- What you need to do:
Revise the material below by changing every "visible region" to "visible area", leaving all other text unchanged.

--

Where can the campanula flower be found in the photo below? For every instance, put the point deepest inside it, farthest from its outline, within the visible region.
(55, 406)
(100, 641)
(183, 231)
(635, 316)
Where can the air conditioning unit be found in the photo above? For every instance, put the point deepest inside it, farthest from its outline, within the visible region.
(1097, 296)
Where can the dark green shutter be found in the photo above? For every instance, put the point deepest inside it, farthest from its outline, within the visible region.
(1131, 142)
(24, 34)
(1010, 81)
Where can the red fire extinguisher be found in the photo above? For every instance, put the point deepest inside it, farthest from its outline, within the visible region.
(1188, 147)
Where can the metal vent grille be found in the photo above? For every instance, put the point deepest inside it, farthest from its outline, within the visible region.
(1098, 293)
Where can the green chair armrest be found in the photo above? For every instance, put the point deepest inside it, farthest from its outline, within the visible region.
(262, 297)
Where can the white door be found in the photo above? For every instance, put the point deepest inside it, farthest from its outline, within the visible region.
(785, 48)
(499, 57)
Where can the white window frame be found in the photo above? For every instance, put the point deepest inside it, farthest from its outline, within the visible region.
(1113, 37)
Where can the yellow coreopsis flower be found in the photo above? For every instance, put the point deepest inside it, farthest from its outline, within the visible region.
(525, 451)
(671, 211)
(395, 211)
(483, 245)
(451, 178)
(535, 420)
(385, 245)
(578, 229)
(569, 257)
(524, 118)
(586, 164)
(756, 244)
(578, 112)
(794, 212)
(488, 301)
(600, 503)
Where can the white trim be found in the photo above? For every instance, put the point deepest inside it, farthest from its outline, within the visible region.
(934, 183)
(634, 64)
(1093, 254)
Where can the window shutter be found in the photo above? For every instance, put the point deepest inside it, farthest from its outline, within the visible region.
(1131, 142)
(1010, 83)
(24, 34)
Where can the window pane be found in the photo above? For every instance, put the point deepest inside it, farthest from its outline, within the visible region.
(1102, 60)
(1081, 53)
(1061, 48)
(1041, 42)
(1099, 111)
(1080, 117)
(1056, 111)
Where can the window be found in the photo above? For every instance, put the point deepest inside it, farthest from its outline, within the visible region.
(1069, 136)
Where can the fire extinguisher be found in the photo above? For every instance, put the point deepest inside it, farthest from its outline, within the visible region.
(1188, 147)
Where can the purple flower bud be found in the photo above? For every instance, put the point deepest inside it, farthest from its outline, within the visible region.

--

- Complete output:
Where can the campanula flower be found in the photo below? For every instance, put the point deepest inside it, farthest from its outline, within the visible area.
(55, 406)
(100, 641)
(183, 231)
(635, 316)
Where can the air conditioning unit be found in the photo above? For every instance, put the point deepest inside it, farthest from its outline, within the visible area.
(1097, 296)
Where can the dark green shutter be found in the photo above? For every instance, put the point deepest inside it, farthest from its outline, within the visible area.
(1131, 142)
(24, 34)
(1010, 81)
Where can the red fire extinguisher be found in the photo above? For every instance, put the point deepest inside it, farthest from its outline, within the visible area.
(1188, 147)
Where can the metal vent grille be found in the photo above? For every instance, put the point deepest inside it, farthest from its outline, within the visible area.
(1098, 293)
Where can the green chair armrest be found in the photo above? For every instance, put the point deepest inside it, farthest from its outline, within the visible area.
(262, 297)
Where can the white door be found in the photo above? For every instance, put the point deepest inside it, farthest from its outline, within the visible area.
(785, 48)
(499, 57)
Where can the white window frame be found in the photo above? For every instance, put the point deepest inside it, farthest from its outline, within the visible area.
(1113, 37)
Where can the yellow coreopsis flower be found in the photo above? For every instance, put the point deepest inside it, farthest from its outline, within the visible area.
(525, 451)
(671, 211)
(395, 211)
(483, 245)
(451, 178)
(535, 420)
(385, 245)
(578, 229)
(569, 257)
(524, 118)
(586, 164)
(756, 244)
(578, 112)
(794, 212)
(488, 301)
(600, 503)
Where can the white trim be found in the photo above? For every instance, put the point deepest inside it, farthest from its outline, within the visible area.
(934, 183)
(634, 64)
(1093, 254)
Where can the window shutter be found in the photo above? For every instance, put the point deepest inside it, farthest from its outline, within the visible area.
(1131, 142)
(1010, 83)
(24, 34)
Where can the window pane be found in the photo above? For every instance, put the point deepest inside it, farthest from its outline, within the visible area.
(1102, 60)
(1081, 53)
(1061, 48)
(1041, 42)
(1099, 111)
(1080, 117)
(1056, 111)
Where can the window be found in the photo above? For every instance, put the point deepest inside it, farthest from its outline, within the visible area.
(1069, 136)
Where can the fire extinguisher be found in the photo above? For every instance, put the point deepest inside it, farthest from its outline, within the visible area.
(1188, 147)
Where can the purple flower bud be found in the photo above? For every instance, put the point deepest inside it, farthest from its outline, within the visible area.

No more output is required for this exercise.